Task brief
Rewrite the entries from the very first line through the line holding "[2,106,440,282]", inclusive, as a JSON list of strings with one string for each line and blank lines omitted.

Dataset rows
▬▬▬▬▬▬
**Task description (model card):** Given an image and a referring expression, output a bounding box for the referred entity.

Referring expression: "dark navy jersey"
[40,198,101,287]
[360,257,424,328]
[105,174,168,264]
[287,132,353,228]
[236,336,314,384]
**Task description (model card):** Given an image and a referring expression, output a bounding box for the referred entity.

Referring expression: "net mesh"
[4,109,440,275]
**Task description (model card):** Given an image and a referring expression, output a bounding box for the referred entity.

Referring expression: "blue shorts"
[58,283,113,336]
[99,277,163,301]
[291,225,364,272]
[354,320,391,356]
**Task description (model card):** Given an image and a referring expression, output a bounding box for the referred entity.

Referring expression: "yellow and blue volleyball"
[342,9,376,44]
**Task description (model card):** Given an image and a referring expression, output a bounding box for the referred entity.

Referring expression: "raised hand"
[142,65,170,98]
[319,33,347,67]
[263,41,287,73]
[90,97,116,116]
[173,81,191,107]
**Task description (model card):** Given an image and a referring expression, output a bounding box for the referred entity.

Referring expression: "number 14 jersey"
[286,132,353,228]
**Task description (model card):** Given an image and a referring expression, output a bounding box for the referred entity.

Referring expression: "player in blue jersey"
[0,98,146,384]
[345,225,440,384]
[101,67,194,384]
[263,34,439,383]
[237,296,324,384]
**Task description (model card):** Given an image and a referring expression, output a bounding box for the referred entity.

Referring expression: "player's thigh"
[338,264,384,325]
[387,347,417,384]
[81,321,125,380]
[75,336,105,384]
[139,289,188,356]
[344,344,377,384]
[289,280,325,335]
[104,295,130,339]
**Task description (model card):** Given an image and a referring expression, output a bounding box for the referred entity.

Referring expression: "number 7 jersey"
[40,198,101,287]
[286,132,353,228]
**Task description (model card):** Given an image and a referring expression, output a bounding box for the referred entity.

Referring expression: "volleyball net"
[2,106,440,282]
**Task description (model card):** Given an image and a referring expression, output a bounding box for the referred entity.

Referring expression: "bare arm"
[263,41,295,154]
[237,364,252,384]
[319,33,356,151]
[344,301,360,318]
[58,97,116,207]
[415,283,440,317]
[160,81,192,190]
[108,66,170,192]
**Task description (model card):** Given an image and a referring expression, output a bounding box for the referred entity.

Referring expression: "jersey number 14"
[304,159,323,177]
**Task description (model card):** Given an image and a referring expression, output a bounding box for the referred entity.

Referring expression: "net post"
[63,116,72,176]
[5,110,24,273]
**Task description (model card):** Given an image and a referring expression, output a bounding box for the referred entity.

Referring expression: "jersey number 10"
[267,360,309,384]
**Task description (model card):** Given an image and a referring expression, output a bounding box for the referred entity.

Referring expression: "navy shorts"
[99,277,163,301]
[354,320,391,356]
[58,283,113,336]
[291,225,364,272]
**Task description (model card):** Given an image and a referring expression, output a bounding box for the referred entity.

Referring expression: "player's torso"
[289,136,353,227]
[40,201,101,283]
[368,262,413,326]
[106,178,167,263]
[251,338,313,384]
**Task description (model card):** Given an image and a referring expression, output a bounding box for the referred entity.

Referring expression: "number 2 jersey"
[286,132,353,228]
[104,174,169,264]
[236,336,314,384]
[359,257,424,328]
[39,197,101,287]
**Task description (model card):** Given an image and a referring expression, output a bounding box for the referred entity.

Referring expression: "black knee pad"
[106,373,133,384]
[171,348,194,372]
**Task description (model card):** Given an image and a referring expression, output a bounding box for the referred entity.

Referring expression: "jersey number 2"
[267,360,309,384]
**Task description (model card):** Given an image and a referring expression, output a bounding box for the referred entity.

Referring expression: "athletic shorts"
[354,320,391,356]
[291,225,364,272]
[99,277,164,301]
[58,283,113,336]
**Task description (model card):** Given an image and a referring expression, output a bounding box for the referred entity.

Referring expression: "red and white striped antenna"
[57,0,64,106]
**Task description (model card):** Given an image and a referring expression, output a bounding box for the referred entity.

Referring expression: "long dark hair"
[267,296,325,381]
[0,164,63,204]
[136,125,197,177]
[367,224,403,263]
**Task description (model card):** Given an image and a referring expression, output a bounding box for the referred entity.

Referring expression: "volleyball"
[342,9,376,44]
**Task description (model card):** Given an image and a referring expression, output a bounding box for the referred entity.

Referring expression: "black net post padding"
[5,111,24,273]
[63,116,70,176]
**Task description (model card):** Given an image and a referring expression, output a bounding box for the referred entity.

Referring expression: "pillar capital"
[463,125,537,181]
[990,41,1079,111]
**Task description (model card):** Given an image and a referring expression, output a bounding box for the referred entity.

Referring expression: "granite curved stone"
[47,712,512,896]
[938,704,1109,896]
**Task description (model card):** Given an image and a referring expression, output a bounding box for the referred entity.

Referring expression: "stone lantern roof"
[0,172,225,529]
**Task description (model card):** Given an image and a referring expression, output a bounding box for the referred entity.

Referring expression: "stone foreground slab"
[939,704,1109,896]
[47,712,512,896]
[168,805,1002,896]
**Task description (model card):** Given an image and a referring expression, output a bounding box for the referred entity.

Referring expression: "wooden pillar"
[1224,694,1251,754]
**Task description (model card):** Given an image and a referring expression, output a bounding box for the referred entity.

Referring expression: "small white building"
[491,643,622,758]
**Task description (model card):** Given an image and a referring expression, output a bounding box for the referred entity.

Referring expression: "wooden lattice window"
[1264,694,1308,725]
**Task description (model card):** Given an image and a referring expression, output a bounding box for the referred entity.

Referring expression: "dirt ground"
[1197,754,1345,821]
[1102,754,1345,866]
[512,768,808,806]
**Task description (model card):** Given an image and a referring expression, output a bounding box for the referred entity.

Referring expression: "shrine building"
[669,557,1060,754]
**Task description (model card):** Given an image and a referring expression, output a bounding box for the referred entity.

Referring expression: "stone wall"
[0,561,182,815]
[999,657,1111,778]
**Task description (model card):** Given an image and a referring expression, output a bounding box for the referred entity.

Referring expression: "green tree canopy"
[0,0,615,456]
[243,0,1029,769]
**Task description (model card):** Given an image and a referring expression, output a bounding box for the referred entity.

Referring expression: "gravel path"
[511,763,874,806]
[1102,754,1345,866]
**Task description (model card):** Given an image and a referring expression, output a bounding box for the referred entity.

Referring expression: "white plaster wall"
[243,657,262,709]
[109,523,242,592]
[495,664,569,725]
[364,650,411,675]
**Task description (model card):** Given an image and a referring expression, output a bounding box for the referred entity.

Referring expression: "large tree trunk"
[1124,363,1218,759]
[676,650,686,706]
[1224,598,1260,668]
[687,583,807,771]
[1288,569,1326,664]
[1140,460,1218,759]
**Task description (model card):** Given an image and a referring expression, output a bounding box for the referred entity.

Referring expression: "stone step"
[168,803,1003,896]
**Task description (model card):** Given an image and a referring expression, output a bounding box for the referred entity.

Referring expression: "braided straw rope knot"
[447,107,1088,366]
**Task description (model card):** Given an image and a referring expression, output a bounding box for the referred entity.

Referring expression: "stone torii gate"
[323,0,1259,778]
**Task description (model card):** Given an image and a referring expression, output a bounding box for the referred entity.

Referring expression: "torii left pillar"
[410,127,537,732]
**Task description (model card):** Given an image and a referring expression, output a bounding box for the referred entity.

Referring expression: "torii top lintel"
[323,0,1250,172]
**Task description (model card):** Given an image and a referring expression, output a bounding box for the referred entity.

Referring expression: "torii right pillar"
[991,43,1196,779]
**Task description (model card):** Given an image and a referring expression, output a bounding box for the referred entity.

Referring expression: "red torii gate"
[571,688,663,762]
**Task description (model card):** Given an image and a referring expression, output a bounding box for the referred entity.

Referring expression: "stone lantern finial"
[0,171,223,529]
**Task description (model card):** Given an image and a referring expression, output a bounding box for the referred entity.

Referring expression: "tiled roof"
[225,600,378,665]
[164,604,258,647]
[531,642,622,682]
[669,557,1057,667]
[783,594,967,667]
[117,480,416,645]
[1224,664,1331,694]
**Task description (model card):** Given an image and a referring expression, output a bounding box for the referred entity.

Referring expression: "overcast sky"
▬▬▬▬▬▬
Solution for this problem
[
  "**Task description (model card):** Given an image and a referring expression, output a bounding box for the referred entity.",
  "Referring expression: \"dark navy jersey\"",
  "[40,198,101,287]",
  "[360,257,424,328]",
  "[105,174,168,264]",
  "[287,132,353,228]",
  "[236,336,314,384]",
  "**Task description (model card):** Given an image and a referring expression, output a bounding box for the referred entity.",
  "Referring expression: \"net mesh\"",
  "[4,109,440,275]",
  "**Task description (model card):** Given an image and a referring expression, output a bounding box for the referred entity.",
  "Referring expression: \"blue shorts\"",
  "[58,283,113,336]",
  "[99,277,163,301]",
  "[291,225,364,272]",
  "[354,320,391,356]",
  "**Task description (model card):** Given an image and a referring expression, output a bounding box for the referred entity.",
  "Referring expression: \"yellow and blue volleyball\"",
  "[342,9,376,44]",
  "**Task description (model card):** Given an image and a referring expression, output a bounding box for the referred entity.",
  "Referring expression: \"raised hand\"",
  "[142,65,170,98]",
  "[319,33,347,67]",
  "[263,41,287,73]",
  "[90,97,116,116]",
  "[173,81,191,107]",
  "**Task description (model card):** Given an image and a referring expression, output a bounding box for the referred entity.",
  "Referring expression: \"number 14 jersey\"",
  "[286,132,353,228]",
  "**Task description (model card):** Given an image and a referring expression, output a bounding box for the referred entity.",
  "Referring expression: \"player in blue jersey\"",
  "[0,98,146,384]",
  "[345,225,440,384]",
  "[101,67,194,384]",
  "[263,34,439,383]",
  "[237,296,324,384]",
  "**Task description (model card):** Given an image and a referring expression, output a bounding box for the referred entity.",
  "Referring expression: \"player's thigh\"",
  "[338,264,384,325]",
  "[387,347,417,384]",
  "[81,321,125,380]",
  "[75,336,105,384]",
  "[139,289,188,356]",
  "[344,344,377,384]",
  "[289,280,325,335]",
  "[104,295,130,339]",
  "**Task description (model card):** Given an image and a referring expression, output a bounding box for the referred entity.",
  "Referring expression: \"number 7 jersey\"",
  "[40,198,101,287]",
  "[286,132,353,228]",
  "**Task description (model card):** Given an image and a referring expression, output a bounding box for the referred entity.",
  "Referring expression: \"volleyball net\"",
  "[2,106,440,282]"
]